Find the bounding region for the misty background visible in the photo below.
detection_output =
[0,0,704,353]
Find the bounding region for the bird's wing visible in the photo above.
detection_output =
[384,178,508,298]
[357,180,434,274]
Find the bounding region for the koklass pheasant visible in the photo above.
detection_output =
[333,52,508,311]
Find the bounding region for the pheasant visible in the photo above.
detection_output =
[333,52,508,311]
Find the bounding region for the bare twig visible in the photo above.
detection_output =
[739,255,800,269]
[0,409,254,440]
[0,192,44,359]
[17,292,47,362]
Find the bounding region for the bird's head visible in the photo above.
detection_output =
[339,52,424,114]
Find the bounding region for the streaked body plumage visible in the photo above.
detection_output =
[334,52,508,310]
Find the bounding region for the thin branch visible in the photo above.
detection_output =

### [Do this]
Copy all of the material above verbatim, line for line.

### [Answer for the task]
Find the bounding region for the misty background visible in the photo below.
detection_output =
[0,0,704,353]
Find the bounding region for the bird's wing visible in the photo above.
detection_output =
[384,178,508,298]
[357,180,434,274]
Find the bounding region for the koklass pheasant visible in the photo above.
detection_output =
[333,52,508,311]
Find the bounding region for the pheasant visible in the photo above.
detection_output =
[333,52,508,311]
Find the bounding region for the bare twig visible in the photo above.
detection_output =
[739,255,800,269]
[0,409,254,440]
[0,192,44,359]
[17,292,47,362]
Find the bounding region for the bird's head visible in the photo above.
detection_output =
[339,52,424,114]
Find the bounding region for the streaked body plumage visible in the photo above.
detection_output =
[334,52,508,310]
Find the bounding region for the thin branch visible in the photo above.
detection_output =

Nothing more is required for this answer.